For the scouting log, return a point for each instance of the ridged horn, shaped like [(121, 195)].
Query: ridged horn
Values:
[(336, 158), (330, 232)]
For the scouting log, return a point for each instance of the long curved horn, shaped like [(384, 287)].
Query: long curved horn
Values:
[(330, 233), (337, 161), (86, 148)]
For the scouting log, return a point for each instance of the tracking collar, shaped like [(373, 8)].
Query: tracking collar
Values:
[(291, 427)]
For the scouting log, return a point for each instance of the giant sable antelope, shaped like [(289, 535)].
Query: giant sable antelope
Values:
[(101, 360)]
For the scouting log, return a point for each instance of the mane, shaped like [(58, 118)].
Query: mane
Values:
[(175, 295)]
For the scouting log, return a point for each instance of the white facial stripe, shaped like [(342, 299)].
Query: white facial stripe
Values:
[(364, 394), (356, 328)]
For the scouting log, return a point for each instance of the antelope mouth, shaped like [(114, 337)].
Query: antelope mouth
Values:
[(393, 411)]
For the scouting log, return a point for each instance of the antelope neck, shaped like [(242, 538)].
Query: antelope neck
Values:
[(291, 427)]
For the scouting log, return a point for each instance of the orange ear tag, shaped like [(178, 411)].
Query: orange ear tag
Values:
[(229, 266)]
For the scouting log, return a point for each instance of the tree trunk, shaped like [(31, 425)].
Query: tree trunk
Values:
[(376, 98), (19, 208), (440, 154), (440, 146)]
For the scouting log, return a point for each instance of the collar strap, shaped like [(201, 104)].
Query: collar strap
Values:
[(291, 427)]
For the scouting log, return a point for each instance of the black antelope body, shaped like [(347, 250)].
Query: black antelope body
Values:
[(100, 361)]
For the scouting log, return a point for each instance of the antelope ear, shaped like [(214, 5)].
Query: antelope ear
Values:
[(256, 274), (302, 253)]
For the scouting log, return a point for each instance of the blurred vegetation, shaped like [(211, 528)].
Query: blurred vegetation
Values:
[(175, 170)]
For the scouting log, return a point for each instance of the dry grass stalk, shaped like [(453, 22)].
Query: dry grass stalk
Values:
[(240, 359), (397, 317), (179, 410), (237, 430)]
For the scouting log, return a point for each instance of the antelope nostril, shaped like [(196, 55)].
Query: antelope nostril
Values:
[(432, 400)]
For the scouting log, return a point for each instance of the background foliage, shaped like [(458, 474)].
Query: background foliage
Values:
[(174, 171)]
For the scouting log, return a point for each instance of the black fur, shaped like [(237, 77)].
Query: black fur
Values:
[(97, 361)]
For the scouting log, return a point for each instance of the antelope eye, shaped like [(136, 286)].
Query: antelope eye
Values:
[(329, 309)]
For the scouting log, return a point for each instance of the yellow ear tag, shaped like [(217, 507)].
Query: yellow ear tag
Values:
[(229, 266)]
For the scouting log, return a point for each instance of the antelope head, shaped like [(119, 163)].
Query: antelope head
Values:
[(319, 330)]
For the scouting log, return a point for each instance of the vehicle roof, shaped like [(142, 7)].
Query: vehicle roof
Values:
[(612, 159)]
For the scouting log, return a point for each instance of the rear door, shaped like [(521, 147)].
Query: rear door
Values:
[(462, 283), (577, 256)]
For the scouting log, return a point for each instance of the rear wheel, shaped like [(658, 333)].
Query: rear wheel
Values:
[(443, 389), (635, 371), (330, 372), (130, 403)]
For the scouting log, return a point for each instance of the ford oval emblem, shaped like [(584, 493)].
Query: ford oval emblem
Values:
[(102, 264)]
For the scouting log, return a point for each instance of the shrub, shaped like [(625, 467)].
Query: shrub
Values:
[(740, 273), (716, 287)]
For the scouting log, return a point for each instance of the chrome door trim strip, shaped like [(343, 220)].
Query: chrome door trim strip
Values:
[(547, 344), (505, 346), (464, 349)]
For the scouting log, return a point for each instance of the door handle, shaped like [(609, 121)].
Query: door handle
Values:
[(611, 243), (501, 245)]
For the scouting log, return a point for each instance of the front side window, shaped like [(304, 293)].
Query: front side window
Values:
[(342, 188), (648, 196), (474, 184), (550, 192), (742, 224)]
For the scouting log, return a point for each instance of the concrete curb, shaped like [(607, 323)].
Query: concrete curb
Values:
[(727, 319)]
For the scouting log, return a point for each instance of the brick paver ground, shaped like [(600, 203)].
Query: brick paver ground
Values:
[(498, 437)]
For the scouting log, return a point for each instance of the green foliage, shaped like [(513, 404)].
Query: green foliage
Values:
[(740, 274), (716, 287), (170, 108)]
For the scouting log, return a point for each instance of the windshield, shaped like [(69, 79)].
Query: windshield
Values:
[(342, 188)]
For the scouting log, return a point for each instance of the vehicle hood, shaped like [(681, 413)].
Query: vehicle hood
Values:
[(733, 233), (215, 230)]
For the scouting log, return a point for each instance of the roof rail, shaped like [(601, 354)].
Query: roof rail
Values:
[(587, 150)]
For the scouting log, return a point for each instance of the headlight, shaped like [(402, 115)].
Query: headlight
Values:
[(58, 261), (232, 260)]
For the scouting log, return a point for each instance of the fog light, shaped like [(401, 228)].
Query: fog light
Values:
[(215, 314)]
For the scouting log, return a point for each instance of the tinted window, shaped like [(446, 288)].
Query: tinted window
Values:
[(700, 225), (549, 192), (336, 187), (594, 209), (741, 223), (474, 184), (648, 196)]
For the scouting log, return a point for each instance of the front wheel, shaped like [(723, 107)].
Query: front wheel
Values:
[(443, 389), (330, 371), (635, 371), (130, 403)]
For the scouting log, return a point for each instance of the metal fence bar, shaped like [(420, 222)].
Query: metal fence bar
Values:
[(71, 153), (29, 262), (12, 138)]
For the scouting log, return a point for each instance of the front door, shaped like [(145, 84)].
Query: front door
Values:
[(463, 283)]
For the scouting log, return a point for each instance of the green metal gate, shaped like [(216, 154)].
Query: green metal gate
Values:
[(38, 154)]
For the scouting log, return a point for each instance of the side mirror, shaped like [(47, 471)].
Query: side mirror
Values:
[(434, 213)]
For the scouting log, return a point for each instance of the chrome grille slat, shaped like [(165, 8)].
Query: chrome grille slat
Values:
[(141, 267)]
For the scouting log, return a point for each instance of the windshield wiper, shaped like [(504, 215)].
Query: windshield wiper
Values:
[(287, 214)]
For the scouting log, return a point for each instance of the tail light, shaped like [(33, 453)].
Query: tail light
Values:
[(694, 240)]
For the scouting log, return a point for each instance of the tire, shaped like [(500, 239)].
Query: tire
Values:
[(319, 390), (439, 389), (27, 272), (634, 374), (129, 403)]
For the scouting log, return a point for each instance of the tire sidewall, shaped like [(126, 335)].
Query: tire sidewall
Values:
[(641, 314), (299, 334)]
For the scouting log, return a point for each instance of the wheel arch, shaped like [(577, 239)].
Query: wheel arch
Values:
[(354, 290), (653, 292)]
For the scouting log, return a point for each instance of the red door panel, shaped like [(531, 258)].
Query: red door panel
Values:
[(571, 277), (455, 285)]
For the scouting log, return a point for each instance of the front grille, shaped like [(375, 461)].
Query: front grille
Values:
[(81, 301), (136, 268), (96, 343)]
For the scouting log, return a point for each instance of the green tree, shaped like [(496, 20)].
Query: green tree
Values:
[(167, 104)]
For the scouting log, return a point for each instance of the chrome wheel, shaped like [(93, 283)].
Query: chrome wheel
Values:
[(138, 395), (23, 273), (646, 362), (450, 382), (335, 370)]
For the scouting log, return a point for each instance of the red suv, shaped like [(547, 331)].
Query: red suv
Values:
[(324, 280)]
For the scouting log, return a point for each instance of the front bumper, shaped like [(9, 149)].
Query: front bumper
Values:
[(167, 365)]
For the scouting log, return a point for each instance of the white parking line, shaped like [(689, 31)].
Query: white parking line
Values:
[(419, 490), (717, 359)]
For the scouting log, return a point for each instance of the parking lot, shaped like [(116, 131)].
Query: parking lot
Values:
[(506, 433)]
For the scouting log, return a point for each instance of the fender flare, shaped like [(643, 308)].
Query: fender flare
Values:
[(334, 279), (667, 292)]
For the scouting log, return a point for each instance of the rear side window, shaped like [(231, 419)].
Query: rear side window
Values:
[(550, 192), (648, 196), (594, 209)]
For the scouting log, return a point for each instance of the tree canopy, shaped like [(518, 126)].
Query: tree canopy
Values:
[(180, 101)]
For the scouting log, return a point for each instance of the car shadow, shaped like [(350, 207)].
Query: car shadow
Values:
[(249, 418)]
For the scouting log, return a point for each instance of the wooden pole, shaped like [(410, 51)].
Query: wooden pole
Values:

__To do__. Rescale the lines beginning with the one that contains "like [(216, 154)]." and continuing through the one that contains "[(434, 213)]". Write all of them out again, requests included, with every point coordinate in the answers multiplied by 0.6 and rounded to a whole number (halves round up), and leave the requests and their sample coordinates unchanged.

__Worked solution__.
For the scouting log, return a point for each instance of the green metal gate, shaped like [(216, 154)].
Query: green metal gate
Values:
[(23, 92)]
For the scouting log, return a point for each instance of the side mirror, shaped like [(47, 471)].
Query: side mirror
Values:
[(260, 128)]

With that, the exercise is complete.